Starting at the row that contains "If you could indicate the kitchen" and stopping after the row that contains "point(330, 142)", rewrite the rows with "white upper cabinet" swapped for "white wall cabinet" and nothing else changed.
Begin
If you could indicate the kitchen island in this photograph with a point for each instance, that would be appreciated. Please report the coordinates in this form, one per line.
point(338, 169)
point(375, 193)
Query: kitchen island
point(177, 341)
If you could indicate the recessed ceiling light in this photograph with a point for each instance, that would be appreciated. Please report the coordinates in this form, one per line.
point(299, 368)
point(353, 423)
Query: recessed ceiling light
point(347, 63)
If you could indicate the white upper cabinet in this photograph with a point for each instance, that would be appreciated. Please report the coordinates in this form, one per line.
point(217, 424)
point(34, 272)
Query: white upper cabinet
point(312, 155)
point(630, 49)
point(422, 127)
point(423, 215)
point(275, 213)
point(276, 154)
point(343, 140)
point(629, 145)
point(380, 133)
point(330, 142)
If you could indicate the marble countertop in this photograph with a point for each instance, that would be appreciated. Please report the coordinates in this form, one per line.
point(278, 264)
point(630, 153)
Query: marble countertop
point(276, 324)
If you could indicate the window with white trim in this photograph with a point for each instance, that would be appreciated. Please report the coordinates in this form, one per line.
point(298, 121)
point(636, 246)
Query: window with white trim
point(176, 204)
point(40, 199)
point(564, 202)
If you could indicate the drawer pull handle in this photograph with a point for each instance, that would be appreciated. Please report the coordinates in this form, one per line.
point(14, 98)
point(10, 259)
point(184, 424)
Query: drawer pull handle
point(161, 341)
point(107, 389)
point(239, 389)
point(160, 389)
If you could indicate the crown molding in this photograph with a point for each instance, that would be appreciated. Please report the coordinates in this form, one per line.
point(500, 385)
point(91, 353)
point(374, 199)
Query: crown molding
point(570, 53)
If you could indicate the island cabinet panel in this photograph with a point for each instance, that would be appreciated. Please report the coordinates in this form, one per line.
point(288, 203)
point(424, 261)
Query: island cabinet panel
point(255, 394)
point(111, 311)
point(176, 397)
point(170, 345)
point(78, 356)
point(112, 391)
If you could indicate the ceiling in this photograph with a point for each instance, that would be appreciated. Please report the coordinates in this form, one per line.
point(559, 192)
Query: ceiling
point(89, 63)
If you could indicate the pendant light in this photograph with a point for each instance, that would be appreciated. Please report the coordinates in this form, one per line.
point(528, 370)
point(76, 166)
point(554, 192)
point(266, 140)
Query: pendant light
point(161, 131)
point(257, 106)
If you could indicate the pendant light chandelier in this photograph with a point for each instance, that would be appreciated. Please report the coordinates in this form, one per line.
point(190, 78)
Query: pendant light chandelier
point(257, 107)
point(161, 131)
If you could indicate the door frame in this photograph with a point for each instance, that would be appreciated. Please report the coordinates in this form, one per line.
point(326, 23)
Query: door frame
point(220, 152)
End
Begin
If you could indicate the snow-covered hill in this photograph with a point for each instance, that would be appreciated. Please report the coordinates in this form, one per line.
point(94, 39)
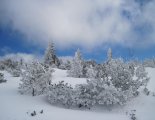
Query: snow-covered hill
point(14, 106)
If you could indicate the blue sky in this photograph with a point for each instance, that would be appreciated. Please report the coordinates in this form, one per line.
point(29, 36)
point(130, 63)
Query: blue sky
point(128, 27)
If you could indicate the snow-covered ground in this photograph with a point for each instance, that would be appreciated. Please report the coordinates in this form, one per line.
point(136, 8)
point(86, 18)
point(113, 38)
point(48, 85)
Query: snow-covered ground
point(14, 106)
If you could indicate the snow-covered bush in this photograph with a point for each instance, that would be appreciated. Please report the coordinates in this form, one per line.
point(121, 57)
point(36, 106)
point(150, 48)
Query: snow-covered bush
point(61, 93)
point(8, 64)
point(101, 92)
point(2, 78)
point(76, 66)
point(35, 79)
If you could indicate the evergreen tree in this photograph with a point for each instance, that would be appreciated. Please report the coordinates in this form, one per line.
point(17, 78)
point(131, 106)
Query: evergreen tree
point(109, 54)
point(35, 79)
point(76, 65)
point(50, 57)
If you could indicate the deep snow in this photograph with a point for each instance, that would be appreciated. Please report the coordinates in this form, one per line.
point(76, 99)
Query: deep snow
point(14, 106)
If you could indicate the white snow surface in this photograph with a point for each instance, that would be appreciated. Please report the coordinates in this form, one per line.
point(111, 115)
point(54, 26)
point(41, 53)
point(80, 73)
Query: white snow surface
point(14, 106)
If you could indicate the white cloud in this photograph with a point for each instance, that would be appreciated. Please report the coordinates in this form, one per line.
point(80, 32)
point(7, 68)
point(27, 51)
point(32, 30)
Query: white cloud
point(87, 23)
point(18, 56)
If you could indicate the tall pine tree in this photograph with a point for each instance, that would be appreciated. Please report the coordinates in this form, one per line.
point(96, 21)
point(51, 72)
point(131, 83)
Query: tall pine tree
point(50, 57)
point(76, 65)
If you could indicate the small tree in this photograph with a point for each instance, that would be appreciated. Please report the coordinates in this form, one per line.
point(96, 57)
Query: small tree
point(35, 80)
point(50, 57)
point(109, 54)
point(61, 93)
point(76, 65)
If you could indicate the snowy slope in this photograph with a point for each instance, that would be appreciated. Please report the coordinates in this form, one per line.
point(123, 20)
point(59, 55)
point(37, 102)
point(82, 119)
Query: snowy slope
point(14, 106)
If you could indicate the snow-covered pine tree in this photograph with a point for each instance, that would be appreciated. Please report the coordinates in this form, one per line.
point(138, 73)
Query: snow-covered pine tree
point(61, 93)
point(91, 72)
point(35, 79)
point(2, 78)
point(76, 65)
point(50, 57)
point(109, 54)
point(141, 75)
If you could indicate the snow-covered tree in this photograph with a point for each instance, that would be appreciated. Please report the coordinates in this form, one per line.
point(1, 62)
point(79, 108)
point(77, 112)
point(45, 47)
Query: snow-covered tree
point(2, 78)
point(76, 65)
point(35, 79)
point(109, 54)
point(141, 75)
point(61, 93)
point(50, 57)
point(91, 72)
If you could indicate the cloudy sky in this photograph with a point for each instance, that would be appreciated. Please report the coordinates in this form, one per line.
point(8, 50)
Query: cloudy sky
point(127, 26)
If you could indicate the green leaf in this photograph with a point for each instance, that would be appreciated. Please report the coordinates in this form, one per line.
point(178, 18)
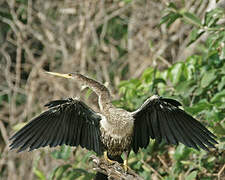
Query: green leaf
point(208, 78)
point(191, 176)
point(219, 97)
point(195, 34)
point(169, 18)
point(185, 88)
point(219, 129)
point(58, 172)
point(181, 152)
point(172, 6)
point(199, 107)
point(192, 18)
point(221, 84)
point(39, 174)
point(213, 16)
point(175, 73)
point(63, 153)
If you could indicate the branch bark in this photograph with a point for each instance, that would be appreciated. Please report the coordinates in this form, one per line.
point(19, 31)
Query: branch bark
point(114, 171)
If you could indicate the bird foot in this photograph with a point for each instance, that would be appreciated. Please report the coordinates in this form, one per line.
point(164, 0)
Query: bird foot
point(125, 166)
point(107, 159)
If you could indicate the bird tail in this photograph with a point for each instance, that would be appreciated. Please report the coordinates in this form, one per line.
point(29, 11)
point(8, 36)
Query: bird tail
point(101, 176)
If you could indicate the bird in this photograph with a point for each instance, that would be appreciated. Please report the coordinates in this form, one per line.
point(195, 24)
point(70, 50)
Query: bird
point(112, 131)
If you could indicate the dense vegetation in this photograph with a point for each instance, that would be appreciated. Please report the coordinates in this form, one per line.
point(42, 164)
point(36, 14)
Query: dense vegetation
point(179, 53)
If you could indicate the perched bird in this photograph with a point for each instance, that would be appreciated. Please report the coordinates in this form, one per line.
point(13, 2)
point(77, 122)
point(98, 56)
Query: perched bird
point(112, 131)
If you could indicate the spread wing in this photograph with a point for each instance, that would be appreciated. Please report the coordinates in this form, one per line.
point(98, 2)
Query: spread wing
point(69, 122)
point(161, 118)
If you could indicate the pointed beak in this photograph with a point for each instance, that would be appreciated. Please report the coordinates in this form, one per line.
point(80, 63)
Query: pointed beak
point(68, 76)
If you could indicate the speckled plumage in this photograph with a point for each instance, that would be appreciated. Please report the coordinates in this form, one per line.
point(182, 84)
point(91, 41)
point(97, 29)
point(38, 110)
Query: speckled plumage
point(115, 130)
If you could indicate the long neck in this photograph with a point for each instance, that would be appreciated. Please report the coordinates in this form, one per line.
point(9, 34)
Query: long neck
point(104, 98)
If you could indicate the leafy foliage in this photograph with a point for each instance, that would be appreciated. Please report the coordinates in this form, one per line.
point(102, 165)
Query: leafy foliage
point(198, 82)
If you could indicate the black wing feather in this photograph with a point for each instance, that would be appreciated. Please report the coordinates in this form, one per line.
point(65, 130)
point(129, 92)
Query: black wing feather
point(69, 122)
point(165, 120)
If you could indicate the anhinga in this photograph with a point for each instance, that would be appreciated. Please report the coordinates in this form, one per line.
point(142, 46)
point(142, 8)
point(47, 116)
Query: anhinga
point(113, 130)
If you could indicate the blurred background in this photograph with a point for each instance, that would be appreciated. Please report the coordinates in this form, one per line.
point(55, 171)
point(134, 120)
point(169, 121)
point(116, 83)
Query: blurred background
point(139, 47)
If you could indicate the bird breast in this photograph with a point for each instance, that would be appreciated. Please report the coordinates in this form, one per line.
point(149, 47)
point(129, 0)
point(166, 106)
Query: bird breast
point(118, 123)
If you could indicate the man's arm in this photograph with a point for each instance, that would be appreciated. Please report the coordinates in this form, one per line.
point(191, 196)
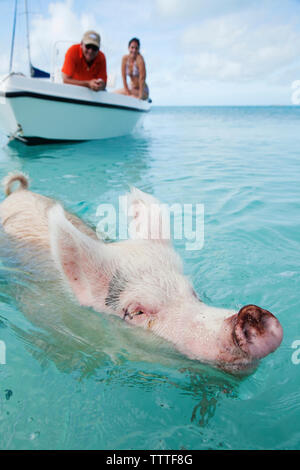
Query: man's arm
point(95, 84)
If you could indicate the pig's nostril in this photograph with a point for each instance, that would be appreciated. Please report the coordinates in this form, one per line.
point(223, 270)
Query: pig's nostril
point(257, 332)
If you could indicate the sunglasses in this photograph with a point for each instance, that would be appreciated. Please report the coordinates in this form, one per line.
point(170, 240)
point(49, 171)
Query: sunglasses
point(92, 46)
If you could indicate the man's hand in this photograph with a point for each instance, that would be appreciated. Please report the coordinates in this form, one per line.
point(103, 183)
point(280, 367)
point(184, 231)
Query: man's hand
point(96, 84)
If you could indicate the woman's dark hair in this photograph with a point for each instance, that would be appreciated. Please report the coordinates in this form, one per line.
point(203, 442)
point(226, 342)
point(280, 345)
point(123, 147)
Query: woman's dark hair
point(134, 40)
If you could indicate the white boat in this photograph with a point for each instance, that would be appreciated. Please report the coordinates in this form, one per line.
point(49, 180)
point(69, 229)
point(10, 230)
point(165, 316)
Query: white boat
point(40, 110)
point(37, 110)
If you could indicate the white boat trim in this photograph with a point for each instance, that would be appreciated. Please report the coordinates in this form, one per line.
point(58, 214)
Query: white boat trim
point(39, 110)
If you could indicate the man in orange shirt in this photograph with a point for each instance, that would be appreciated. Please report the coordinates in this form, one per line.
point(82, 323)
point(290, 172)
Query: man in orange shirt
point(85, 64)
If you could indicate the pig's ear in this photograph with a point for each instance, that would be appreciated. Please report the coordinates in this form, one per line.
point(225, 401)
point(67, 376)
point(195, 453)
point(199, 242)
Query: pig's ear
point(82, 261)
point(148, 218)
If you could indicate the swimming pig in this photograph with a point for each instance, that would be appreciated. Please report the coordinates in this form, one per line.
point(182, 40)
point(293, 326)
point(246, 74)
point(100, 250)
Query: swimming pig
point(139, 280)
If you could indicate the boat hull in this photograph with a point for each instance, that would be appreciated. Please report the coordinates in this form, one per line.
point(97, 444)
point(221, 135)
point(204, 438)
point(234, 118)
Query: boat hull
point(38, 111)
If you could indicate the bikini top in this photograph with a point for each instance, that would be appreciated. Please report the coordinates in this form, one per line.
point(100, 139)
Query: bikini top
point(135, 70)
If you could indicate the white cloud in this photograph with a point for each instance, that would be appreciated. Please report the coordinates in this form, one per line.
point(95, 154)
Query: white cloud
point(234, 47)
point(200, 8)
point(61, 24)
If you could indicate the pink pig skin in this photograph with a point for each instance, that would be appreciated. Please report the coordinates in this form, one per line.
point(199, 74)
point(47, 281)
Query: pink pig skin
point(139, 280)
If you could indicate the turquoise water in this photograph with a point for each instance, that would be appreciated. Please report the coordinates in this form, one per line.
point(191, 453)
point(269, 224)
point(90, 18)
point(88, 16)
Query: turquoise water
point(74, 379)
End
Begin
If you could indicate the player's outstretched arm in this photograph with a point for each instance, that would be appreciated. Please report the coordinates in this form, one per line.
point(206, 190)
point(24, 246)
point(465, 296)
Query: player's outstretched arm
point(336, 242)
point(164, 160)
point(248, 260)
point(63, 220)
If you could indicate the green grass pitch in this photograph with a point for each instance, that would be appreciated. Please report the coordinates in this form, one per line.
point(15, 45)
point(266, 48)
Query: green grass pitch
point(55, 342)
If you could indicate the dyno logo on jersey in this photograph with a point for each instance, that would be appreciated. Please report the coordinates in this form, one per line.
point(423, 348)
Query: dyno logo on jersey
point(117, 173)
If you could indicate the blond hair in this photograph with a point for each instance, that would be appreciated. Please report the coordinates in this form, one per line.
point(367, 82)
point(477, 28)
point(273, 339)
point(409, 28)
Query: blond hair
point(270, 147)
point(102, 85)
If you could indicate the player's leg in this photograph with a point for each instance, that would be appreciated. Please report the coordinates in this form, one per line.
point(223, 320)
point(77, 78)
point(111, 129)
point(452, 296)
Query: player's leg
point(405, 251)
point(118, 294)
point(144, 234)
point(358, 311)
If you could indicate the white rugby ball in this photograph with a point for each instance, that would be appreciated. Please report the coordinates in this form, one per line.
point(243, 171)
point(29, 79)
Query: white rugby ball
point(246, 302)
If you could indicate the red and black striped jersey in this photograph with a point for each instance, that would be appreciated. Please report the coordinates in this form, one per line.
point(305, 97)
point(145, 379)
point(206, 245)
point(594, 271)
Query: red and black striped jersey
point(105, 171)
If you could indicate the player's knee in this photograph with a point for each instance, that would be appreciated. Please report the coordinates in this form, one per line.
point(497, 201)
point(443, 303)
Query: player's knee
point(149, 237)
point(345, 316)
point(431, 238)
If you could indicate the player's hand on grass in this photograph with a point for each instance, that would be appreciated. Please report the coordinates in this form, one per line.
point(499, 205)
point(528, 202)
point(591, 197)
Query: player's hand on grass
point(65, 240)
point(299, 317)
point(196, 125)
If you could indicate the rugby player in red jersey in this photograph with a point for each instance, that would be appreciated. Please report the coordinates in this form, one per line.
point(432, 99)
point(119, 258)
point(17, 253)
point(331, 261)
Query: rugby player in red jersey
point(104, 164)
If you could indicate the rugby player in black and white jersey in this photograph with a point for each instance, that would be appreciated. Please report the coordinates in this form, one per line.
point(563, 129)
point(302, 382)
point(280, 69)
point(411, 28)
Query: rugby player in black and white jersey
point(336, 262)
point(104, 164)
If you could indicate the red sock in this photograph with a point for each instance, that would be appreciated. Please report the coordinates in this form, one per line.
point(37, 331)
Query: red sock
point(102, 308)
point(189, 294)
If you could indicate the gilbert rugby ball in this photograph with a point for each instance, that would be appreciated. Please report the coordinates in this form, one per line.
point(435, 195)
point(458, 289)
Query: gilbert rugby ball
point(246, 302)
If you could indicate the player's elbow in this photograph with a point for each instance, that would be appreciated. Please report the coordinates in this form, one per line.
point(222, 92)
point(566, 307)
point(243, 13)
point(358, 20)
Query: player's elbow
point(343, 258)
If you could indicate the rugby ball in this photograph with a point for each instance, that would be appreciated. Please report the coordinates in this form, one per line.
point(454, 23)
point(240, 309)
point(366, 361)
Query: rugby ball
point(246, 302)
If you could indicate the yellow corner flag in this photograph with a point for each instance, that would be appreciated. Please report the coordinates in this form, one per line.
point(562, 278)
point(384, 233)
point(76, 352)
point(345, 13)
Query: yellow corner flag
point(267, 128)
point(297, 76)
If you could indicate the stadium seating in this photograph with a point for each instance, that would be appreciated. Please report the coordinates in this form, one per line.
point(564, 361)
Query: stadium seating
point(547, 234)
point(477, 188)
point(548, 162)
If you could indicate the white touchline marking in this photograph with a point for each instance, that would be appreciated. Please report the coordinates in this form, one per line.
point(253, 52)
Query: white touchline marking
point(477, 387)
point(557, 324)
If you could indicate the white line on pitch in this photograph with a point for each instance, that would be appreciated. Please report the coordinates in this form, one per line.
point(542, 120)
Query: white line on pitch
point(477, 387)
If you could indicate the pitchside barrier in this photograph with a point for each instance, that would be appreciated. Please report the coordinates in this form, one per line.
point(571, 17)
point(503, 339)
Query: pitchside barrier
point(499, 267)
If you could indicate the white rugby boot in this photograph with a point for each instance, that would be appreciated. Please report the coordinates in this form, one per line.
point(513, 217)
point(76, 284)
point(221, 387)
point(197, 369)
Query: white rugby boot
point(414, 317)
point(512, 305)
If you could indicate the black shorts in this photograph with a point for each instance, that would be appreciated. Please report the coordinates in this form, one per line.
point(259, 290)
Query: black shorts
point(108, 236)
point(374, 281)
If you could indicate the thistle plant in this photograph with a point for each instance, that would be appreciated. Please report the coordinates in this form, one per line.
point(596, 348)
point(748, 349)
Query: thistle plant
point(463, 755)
End
Output of the exercise:
If you could indicate the kitchen island in this photograph with a point for each instance, that would be appreciated. Please report the coordinates in this form, one per line.
point(338, 169)
point(375, 193)
Query: kitchen island
point(177, 341)
If you could indicate the recessed ceiling light in this photograph with a point for each instance, that would be appreciated. Please report the coordinates in this form, one per line.
point(299, 368)
point(353, 423)
Query: recessed ceiling light
point(347, 63)
If you could indicate the white wall cabinet in this photograph with a point for each instance, that would be appreciated. Please report the coordinates in this form, one per line.
point(217, 424)
point(34, 272)
Query: white wall cabinet
point(312, 155)
point(630, 49)
point(422, 127)
point(423, 215)
point(275, 213)
point(276, 154)
point(343, 140)
point(629, 145)
point(380, 133)
point(330, 142)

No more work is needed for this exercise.